◆ Your assignment: For the entries below, the result should be an exact transcription of the lines from the one with "Mark the volleyball" up to and including the one with "Mark the sponsor", and only those.

◆ Input:

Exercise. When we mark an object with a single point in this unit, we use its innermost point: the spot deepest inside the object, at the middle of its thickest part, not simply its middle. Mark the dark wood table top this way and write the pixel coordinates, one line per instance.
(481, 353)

---

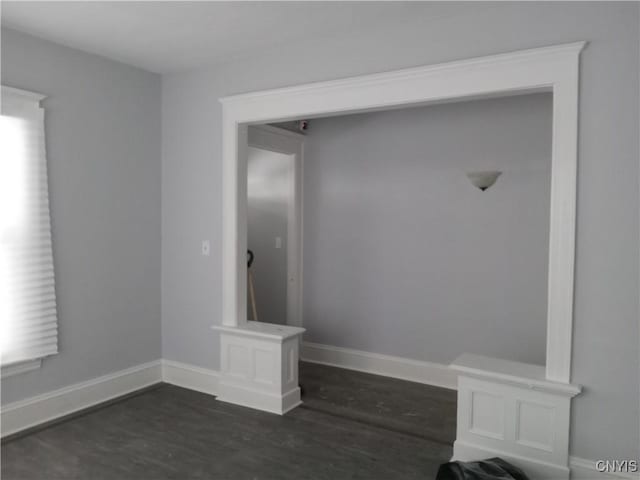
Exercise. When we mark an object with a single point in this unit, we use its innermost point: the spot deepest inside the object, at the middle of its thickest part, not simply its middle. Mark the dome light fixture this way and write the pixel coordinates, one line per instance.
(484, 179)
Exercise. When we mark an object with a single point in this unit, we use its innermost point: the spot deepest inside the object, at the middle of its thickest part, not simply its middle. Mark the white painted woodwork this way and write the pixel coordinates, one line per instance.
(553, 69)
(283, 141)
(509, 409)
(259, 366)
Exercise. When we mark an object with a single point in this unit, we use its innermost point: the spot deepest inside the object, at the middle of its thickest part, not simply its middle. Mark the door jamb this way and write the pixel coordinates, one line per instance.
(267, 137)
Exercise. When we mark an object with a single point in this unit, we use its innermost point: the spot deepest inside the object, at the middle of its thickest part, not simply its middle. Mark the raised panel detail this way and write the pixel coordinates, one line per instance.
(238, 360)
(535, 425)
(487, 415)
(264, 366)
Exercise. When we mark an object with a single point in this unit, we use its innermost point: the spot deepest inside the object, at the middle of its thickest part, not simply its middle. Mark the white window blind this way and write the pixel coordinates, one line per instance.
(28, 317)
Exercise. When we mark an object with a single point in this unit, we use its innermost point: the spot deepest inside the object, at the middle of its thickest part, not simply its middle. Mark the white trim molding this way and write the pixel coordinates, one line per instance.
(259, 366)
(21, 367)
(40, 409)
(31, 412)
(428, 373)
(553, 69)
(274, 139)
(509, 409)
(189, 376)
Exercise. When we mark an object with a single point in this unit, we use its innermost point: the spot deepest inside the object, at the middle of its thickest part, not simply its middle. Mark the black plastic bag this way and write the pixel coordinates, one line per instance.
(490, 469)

---

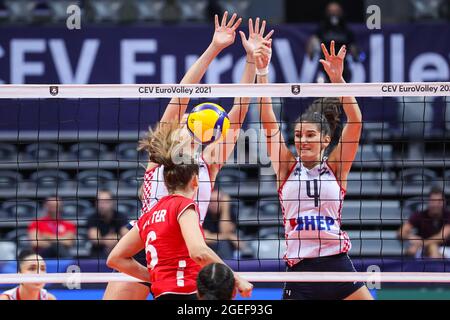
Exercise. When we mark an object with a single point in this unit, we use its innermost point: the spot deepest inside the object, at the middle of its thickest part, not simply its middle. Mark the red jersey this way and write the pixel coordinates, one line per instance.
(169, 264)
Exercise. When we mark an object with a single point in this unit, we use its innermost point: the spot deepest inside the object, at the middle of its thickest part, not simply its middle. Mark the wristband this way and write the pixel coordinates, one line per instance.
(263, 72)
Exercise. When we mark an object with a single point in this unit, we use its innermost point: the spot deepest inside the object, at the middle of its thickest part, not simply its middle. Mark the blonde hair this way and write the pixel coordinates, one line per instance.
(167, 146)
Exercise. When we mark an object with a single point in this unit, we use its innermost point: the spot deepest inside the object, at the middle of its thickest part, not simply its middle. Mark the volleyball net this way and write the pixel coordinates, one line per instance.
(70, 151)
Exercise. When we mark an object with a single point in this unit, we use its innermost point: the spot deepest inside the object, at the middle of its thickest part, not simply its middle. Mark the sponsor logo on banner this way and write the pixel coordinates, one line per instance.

◆ Output below:
Exercise. When we mark an object with a single point in this unit, we use its innermost point: the spot deepest inside the object, at the middle of its thickest part, not simply its middle. Mark the volleyball net this way and write the pixel coordinates, one line per instance.
(70, 151)
Exercise. When we mark an object with a single point in this unit, we use its innermost point: the spot deepest inside the object, at the middle of its thickest part, not simply its middle. Mark the sponsor logo on banner this way and write the pixel coordinates, one line per instance.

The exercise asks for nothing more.